■ Exercise
Please collect every line below that contains the word "pink". Letter case matters.

________________

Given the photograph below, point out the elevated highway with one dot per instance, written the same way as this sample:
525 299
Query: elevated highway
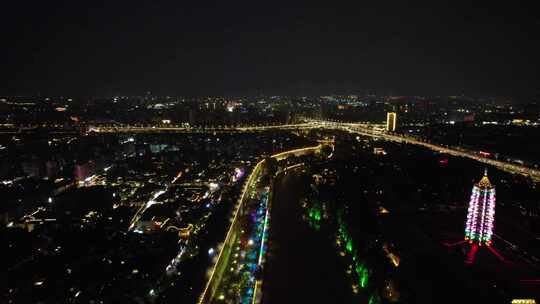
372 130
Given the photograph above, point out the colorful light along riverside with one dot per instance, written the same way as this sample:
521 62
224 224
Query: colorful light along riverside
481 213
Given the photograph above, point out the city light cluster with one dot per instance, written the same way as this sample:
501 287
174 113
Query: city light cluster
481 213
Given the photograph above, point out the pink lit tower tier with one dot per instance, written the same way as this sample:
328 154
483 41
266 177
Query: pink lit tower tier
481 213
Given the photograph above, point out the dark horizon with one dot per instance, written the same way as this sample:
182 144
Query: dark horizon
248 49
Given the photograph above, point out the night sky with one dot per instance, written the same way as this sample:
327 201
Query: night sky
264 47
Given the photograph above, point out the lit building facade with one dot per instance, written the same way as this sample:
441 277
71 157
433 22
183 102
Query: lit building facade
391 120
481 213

________________

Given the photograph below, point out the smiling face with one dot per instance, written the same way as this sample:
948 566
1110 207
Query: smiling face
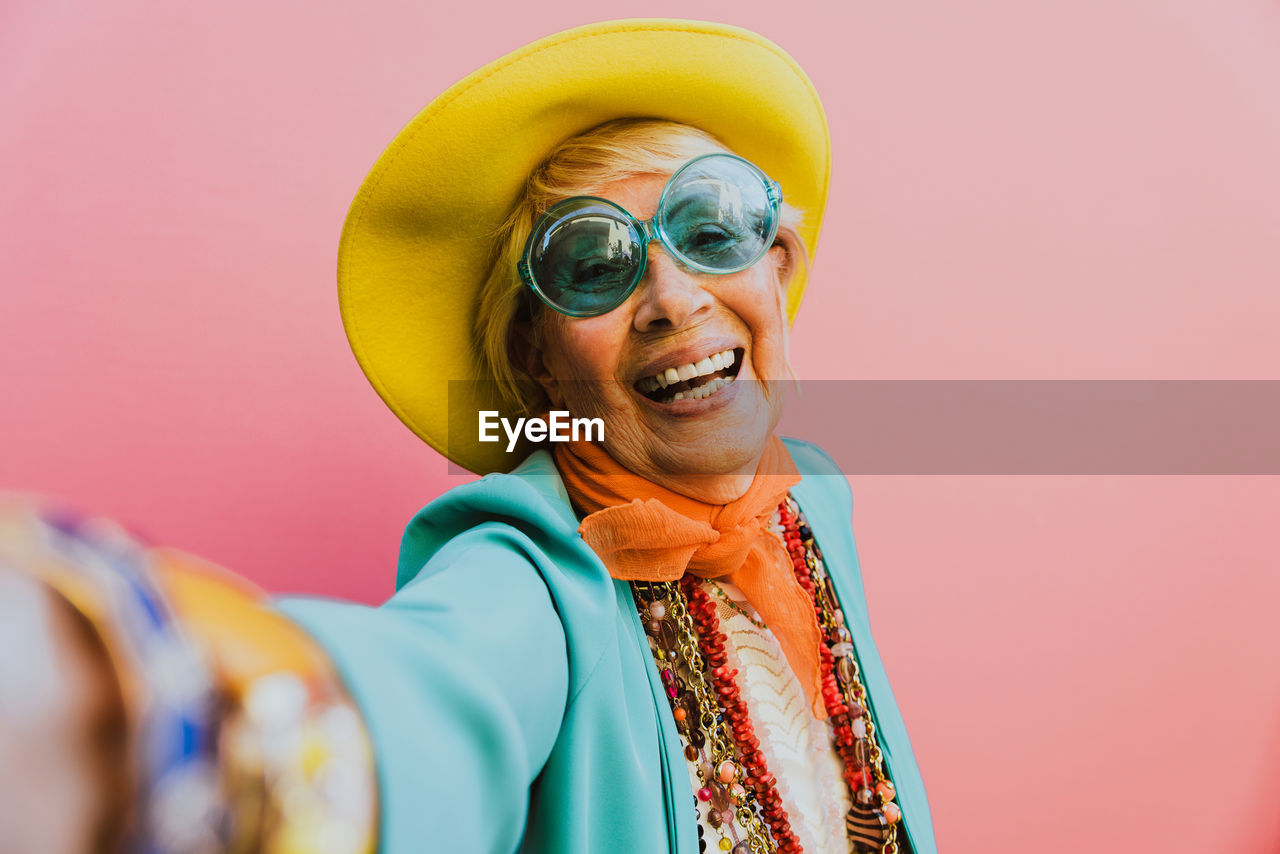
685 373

________________

■ Output for this exercise
Given the photograph above, point out the pink lit tower tier with one dot per instance, written the same way as this sample:
Query: pink lit tower tier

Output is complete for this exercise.